WHAT IS REQUIRED: Copy down every line of the listing below without changing a single character.

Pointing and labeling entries
════

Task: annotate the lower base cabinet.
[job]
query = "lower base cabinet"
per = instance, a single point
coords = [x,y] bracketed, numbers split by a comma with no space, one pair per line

════

SOLUTION TO THE PROBLEM:
Task: annotate the lower base cabinet.
[job]
query = "lower base cabinet"
per = instance, a single point
coords = [x,y] bracketed, numbers split by a comma with no space, one pair per line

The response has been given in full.